**AIM OF THE EXERCISE**. Reproduce every line of the data below word for word, omitting the pictures from your answer.
*** Opening of ENTRIES PROVIDED ***
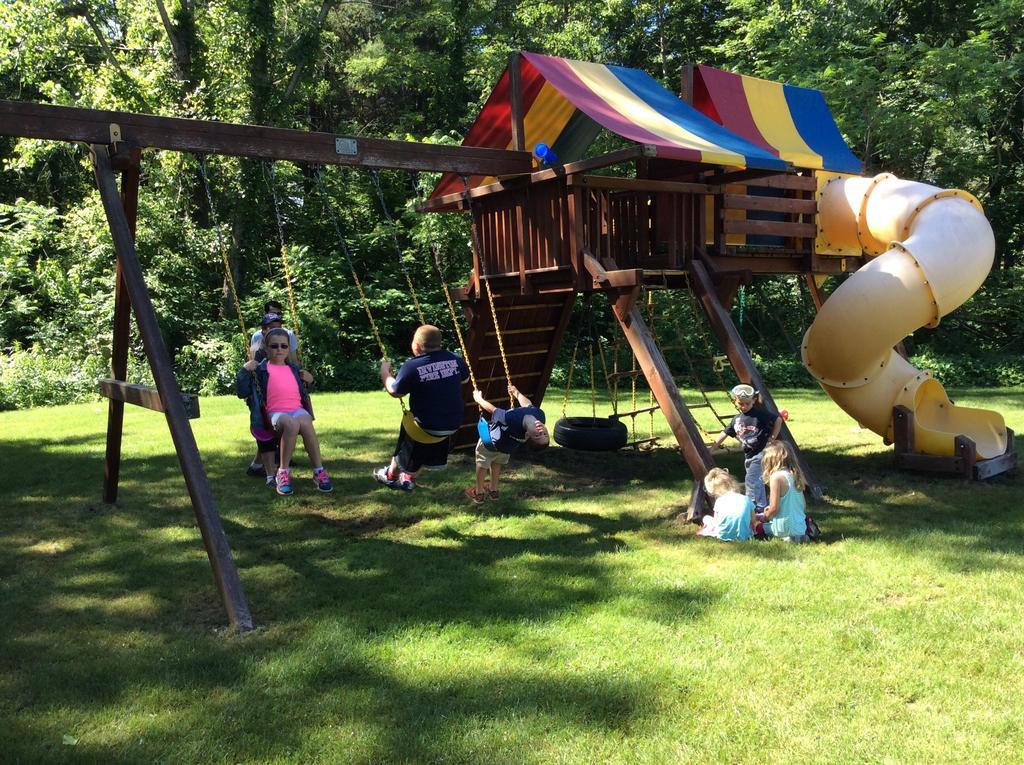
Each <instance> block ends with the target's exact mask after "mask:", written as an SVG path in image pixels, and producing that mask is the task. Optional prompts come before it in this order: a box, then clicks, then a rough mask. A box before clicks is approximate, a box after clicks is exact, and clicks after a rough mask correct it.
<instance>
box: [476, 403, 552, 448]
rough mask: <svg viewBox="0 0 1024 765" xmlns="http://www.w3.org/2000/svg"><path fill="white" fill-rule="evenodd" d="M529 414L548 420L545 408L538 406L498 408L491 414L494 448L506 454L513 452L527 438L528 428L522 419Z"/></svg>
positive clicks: (544, 421)
mask: <svg viewBox="0 0 1024 765" xmlns="http://www.w3.org/2000/svg"><path fill="white" fill-rule="evenodd" d="M527 416H532V417H536V418H537V419H538V420H540V421H541V422H546V420H545V415H544V410H542V409H539V408H538V407H517V408H516V409H496V410H495V411H494V412H493V413H492V415H490V441H492V443H493V445H492V449H494V450H496V451H498V452H502V453H504V454H512V453H513V452H514V451H515V449H516V447H518V445H519V444H520V443H522V442H523V441H524V440H526V428H525V426H524V425H523V422H522V421H523V420H524V419H525V418H526V417H527Z"/></svg>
*** Close of ENTRIES PROVIDED ***
**TASK ANSWER**.
Each <instance> block ends with the target's exact mask after "mask:", written as an SVG path in image pixels, and producing that mask is the task. Optional prompts come before it in this order: a box, then clicks, then a rough mask. A box before clicks is approximate, a box after clicks is exact, and clicks after a rough mask correct it.
<instance>
box: [476, 403, 552, 448]
rough mask: <svg viewBox="0 0 1024 765" xmlns="http://www.w3.org/2000/svg"><path fill="white" fill-rule="evenodd" d="M529 414L548 420L545 408L538 406L498 408L491 414L494 448L506 454L513 452L527 438L528 428L522 419Z"/></svg>
positive clicks: (544, 421)
mask: <svg viewBox="0 0 1024 765" xmlns="http://www.w3.org/2000/svg"><path fill="white" fill-rule="evenodd" d="M527 416H532V417H536V418H537V419H538V420H540V421H541V422H546V420H545V415H544V410H542V409H539V408H538V407H517V408H516V409H496V410H495V411H494V412H493V413H492V415H490V441H492V443H493V445H492V449H494V450H496V451H498V452H502V453H504V454H512V453H513V452H514V451H515V449H516V447H518V445H519V444H520V443H522V442H523V441H524V440H526V428H525V426H524V425H523V422H522V421H523V420H524V419H525V418H526V417H527Z"/></svg>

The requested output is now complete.